- PROBLEMA SCRITTO 1
Raccogli dalle voci ogni riga in cui compare la stringa "face", distinguendo tra maiuscole e minuscole.

- BRANO FORNITO
>>>>
Il tentativo di superare il blocco delle relazioni fisiche con l’uso massiccio dell’informatica ha comportato l’accrescere di questa anche nel settore commerciale, risultato ultimo è stato per il momento la chiusura di molti dei negozi di prossimità e la riduzione qualitativa dell’offerta di lavoro.

La reazione è l’organizzazione di molti negozi in rete al fine di offrire servizi e merci in prossimità, questo in contrasto con la grande rete, a parte i problemi di un mancato coordinamento centrale del sistema non solamente formale.

Questo si affianca ad una forte delocalizzazione delle attività produttive già in atto da alcuni decenni, tutte circostanze che hanno avuto un forte impatto anche sulle gestioni patrimoniali delle famiglie, le quali d’altra parte sono mutate nell’organizzazione interna e nelle proprie finalità, entrando in crisi secondo il modello tradizionale, sostituito dalle unioni di fatto, a questo si aggiunge la forte pressione fiscale  che si è creata sui patrimoni immobiliari, beni di rifugio delle famiglie, con conseguente ulteriore impoverimento economico delle famiglie.

Volume consigliato

Dottrina

            Il primo problema è costituito dalla delimitazione del concetto di amministrazione, al riguardo è preliminare l’osservazione che il coniuge conserva la propria autonomia di volontà e quindi la propria libertà di contrattare e obbligare sé oppure la comunione, solo entro certi limiti, anche se vive in regime di comunione legale.

Pacifica è la rientranza nell’attività amministrativa di tutti quegli atti che incidono su beni già esistenti nella massa comune, Schlesinger sembra, peraltro, ammettere implicitamente in questa categoria anche gli atti di acquisto, quando si chiede “se regola dell’amministrazione congiuntiva vada applicata pure al compimento di atti di acquisto che eccedano l’ordinaria amministrazione” (1).

Più espliciti sono Comporti e Navarra, i quali Autori includono gli acquisti tra gli atti di amministrazione, seppure circostanziandoli a quelli di straordinaria  amministrazione” (2) (3).
<<<<
- Voci da un insieme di annotazioni a punti
>>>>
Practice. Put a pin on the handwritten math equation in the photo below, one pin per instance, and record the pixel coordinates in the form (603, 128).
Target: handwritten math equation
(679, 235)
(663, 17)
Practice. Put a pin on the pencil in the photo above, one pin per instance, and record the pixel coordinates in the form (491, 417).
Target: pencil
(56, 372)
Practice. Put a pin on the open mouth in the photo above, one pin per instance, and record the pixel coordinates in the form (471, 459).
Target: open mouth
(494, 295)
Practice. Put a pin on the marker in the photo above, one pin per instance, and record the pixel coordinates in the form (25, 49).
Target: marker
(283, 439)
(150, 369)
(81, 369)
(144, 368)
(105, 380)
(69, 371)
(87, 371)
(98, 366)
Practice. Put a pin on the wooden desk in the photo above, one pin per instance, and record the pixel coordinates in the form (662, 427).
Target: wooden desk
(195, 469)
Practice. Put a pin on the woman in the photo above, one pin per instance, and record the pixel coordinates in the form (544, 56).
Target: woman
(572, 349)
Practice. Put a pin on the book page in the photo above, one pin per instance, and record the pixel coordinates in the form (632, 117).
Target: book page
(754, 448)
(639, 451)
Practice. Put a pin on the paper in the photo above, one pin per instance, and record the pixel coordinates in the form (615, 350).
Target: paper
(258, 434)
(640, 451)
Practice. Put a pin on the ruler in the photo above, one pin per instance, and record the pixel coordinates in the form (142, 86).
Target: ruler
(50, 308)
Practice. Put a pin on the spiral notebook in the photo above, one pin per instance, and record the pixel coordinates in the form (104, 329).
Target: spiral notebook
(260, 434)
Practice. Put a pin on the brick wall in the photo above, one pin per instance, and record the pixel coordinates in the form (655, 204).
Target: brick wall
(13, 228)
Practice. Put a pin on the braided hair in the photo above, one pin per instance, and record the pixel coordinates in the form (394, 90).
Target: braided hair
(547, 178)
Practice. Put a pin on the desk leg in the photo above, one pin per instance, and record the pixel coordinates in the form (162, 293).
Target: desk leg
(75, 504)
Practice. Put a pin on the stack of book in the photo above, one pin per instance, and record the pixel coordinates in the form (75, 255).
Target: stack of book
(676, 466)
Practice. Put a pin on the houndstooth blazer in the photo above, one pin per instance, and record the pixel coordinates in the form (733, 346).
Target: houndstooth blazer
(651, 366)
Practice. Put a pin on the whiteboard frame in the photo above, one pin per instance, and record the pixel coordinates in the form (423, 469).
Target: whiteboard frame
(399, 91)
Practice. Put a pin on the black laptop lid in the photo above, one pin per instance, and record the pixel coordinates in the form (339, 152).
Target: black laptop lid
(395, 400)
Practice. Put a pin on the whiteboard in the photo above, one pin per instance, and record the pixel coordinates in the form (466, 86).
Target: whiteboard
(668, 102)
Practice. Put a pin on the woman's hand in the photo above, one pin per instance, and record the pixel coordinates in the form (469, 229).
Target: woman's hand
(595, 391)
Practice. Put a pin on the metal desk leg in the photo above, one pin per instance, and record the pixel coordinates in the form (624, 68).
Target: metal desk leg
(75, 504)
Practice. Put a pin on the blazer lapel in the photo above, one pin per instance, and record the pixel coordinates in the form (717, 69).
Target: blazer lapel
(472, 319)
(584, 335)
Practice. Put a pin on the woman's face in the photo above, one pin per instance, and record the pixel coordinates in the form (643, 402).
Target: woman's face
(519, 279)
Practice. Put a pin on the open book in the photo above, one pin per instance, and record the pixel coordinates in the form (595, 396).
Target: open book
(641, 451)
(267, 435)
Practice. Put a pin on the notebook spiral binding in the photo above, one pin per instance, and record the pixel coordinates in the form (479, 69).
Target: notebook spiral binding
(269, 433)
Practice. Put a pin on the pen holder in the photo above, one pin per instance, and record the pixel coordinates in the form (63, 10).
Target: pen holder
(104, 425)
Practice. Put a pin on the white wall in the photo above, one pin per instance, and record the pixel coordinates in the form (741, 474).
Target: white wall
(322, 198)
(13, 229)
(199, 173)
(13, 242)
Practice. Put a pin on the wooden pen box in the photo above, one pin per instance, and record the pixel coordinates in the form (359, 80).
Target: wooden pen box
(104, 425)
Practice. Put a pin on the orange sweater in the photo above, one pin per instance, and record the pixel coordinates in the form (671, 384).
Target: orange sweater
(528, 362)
<<<<
- PROBLEMA SCRITTO 2
Riporta testualmente il passo del brano fornito da "Il tentativo di" a "dell’offerta di lavoro.".

- RISULTATO CORRETTO 1
Practice. Put a pin on the woman's face in the photo above, one pin per instance, and record the pixel coordinates in the form (643, 402).
Target: woman's face

- RISULTATO CORRETTO 2
Il tentativo di superare il blocco delle relazioni fisiche con l’uso massiccio dell’informatica ha comportato l’accrescere di questa anche nel settore commerciale, risultato ultimo è stato per il momento la chiusura di molti dei negozi di prossimità e la riduzione qualitativa dell’offerta di lavoro.